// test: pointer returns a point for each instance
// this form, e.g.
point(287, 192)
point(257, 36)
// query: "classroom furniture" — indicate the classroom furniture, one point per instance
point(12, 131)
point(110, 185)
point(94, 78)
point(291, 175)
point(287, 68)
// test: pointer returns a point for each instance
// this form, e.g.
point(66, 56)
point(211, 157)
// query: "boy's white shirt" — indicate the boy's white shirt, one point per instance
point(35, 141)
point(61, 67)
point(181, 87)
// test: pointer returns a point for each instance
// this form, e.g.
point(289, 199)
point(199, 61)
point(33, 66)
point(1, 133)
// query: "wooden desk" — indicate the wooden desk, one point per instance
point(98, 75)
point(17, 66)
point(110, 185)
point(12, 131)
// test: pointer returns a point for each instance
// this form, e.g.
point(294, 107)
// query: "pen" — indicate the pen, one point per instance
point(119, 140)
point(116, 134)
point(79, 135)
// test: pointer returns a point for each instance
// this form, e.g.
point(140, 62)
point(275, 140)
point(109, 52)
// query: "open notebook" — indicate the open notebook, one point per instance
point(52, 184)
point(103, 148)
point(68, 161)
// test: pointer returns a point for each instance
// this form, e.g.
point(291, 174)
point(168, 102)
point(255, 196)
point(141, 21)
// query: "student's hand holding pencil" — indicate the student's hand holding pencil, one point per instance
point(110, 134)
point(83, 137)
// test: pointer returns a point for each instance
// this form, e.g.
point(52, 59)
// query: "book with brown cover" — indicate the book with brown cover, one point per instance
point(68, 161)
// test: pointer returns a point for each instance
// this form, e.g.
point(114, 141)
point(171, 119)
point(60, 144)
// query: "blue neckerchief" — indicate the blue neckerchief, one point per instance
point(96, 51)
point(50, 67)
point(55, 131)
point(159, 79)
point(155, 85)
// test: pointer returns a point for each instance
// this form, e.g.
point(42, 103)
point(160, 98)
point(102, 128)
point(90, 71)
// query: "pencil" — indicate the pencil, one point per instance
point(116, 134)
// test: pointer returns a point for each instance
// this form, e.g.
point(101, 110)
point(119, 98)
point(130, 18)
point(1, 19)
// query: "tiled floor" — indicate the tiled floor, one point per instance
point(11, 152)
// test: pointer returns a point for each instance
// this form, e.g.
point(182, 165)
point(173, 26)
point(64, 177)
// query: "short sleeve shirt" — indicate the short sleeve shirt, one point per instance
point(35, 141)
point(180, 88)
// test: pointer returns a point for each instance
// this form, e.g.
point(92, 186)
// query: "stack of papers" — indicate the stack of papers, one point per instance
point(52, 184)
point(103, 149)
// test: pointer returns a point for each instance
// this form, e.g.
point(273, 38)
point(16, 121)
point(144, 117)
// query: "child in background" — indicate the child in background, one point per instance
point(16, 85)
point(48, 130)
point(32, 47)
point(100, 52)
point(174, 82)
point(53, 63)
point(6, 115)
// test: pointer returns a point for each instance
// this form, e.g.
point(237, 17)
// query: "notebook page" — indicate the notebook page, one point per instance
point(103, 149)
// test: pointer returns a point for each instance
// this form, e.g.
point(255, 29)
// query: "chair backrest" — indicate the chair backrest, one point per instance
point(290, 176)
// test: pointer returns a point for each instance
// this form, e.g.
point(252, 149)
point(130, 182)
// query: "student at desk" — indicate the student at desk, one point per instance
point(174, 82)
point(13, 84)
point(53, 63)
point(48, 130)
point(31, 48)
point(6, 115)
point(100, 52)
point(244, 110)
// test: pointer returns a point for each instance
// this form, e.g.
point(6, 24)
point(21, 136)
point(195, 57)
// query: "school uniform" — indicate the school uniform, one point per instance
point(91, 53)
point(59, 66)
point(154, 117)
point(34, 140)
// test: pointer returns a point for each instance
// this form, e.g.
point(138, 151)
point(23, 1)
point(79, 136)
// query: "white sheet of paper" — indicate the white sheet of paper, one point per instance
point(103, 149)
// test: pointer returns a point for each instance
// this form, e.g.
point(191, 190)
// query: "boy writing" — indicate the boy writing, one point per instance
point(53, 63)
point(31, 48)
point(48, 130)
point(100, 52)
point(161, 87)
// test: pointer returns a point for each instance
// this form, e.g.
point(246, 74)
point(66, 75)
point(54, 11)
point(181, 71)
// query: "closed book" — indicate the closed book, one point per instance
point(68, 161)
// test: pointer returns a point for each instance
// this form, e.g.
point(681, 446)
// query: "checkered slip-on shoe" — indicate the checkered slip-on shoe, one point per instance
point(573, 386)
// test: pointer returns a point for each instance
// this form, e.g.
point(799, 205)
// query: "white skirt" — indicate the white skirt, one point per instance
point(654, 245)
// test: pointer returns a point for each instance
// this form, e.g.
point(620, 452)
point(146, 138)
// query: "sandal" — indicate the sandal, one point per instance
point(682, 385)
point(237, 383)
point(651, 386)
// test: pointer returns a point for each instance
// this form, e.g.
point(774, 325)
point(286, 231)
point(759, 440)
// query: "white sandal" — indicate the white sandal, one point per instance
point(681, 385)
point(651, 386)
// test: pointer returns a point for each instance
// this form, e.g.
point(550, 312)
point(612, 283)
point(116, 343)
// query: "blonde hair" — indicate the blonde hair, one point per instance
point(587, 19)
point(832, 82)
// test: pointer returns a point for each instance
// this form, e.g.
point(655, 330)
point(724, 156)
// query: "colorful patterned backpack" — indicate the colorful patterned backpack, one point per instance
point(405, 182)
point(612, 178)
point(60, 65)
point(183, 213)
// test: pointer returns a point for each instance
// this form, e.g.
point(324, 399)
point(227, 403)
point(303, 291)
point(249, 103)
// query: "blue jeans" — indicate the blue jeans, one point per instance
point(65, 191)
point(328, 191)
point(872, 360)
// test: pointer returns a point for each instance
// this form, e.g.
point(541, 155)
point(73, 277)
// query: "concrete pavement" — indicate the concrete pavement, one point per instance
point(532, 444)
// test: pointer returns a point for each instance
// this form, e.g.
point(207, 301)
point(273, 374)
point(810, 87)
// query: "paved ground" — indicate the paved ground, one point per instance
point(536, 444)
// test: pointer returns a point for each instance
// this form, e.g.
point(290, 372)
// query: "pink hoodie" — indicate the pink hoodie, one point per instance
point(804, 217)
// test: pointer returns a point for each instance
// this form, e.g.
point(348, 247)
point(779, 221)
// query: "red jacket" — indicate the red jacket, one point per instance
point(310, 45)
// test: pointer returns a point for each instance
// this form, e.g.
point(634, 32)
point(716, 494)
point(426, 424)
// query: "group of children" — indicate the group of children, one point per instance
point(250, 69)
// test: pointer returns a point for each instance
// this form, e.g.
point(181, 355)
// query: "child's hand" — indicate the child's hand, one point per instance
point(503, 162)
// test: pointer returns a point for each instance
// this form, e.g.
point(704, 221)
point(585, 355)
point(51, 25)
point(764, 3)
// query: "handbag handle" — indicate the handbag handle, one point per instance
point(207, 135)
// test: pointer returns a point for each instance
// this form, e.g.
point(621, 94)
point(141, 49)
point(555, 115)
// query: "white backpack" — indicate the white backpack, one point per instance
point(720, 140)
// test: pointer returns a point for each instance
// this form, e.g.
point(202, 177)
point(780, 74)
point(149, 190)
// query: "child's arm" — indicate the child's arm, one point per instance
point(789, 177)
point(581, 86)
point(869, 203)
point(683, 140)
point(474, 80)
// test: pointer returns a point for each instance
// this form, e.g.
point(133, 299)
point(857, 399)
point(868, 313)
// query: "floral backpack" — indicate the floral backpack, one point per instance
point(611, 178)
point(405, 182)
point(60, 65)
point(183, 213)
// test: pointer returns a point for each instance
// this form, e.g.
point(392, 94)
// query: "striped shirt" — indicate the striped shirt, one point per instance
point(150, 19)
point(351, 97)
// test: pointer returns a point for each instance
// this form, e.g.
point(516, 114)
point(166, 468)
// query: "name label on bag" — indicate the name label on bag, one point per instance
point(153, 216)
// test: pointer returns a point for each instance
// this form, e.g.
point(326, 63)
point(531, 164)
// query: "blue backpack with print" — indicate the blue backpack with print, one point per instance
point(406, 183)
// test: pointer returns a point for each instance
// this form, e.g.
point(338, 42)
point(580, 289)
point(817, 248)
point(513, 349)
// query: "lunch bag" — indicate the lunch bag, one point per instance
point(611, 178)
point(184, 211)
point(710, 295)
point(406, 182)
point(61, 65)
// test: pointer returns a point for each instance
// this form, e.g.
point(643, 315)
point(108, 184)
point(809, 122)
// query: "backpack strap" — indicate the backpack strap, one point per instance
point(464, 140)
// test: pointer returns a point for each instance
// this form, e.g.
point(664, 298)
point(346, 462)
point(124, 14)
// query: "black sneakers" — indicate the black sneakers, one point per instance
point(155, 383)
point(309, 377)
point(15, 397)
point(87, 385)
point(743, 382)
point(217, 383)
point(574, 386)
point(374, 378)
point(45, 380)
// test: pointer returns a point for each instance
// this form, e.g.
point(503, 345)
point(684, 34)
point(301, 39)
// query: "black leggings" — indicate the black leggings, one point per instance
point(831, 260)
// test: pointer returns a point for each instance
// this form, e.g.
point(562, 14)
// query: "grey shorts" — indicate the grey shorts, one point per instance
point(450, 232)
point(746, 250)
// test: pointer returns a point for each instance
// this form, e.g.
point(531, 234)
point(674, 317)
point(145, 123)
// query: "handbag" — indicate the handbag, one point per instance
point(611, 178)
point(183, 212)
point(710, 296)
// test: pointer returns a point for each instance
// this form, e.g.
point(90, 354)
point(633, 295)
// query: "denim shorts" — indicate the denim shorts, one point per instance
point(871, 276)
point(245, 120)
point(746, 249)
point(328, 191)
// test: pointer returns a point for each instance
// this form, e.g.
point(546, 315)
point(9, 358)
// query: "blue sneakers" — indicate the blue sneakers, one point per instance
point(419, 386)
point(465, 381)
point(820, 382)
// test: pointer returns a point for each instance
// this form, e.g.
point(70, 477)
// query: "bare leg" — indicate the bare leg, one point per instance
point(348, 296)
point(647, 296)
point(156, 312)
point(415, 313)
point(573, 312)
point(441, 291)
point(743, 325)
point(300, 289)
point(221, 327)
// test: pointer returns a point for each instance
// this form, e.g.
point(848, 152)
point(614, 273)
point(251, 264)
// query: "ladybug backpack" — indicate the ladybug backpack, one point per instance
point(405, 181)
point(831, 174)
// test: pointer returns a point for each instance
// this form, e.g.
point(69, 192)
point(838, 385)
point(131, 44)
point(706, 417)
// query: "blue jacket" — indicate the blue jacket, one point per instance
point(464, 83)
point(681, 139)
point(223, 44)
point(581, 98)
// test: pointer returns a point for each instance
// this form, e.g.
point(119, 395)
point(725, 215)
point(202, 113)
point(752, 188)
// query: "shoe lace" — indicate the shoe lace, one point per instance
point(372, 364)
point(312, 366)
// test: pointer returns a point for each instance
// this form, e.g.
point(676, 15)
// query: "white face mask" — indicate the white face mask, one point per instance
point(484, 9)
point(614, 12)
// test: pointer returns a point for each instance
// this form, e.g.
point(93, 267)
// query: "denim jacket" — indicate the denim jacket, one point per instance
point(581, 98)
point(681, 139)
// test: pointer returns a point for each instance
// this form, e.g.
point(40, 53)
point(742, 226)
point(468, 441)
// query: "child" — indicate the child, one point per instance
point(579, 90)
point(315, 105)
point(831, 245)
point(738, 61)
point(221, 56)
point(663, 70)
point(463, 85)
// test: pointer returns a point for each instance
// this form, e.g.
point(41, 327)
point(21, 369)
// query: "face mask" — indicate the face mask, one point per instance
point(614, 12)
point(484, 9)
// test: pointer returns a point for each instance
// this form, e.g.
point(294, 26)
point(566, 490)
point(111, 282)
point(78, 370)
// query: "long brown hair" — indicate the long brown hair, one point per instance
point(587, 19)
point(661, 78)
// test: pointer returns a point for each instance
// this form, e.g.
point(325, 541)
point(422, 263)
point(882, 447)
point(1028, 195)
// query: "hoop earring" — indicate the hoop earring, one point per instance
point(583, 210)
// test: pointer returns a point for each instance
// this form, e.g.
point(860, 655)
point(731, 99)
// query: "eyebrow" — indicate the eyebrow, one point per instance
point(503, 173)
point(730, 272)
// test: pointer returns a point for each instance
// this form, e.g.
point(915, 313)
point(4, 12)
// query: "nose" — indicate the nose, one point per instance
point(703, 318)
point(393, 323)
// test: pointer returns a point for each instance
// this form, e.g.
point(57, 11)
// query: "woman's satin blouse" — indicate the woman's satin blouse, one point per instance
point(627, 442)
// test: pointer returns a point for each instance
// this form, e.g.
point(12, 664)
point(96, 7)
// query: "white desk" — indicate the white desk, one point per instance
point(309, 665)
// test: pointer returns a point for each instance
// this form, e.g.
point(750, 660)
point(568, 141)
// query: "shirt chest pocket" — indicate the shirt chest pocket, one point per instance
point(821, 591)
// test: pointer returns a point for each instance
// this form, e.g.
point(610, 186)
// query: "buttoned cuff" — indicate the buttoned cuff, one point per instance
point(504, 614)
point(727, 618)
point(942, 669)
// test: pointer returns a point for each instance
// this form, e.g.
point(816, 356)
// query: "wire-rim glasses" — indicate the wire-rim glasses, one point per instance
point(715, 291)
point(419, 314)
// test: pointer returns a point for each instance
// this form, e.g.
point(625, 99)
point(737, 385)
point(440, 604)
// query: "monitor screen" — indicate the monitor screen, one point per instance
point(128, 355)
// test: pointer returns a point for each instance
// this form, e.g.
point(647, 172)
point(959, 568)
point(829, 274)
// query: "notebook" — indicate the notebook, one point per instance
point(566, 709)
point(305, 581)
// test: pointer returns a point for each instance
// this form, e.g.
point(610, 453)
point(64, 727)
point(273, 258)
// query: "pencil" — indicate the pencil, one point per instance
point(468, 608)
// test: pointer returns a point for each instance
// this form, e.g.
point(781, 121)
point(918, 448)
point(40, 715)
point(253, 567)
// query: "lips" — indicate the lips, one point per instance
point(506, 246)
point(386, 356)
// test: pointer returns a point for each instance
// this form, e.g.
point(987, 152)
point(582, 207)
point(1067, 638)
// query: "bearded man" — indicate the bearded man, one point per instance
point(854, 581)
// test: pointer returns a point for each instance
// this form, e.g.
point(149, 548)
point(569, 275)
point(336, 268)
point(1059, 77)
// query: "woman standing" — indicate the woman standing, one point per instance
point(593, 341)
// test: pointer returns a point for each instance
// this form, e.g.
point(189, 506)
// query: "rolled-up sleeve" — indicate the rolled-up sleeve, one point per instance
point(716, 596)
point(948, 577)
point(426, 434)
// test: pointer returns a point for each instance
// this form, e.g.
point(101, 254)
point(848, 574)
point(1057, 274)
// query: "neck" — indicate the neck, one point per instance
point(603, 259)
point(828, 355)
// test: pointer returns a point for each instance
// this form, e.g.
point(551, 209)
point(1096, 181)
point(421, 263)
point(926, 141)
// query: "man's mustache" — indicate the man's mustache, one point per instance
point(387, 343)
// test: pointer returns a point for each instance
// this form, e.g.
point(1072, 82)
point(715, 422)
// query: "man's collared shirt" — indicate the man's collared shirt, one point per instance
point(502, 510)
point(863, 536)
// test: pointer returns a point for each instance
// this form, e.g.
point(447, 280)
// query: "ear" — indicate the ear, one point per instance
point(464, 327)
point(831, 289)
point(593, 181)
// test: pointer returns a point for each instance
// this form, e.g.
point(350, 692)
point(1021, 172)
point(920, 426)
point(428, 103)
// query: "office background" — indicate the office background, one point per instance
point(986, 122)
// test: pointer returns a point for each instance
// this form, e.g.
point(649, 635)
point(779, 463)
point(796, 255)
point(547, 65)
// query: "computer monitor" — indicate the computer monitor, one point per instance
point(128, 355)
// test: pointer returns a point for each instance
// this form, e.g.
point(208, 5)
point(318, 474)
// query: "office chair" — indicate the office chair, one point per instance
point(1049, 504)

■ GIVEN PROBLEM: Copy the lines from the first one down through the line containing "point(181, 87)", without changing anything.

■ RESPONSE FOR THIS EXERCISE:
// test: pointer returns a point for each instance
// this form, e.g.
point(287, 192)
point(257, 36)
// query: "classroom furniture" — indicate the classroom furniture, one point per instance
point(12, 131)
point(110, 185)
point(94, 78)
point(291, 175)
point(287, 68)
// test: pointer returns a point for each instance
// this form, e.g.
point(66, 56)
point(211, 157)
// query: "boy's white shirt" — indicate the boy's white shirt, one point per instance
point(35, 141)
point(61, 67)
point(181, 87)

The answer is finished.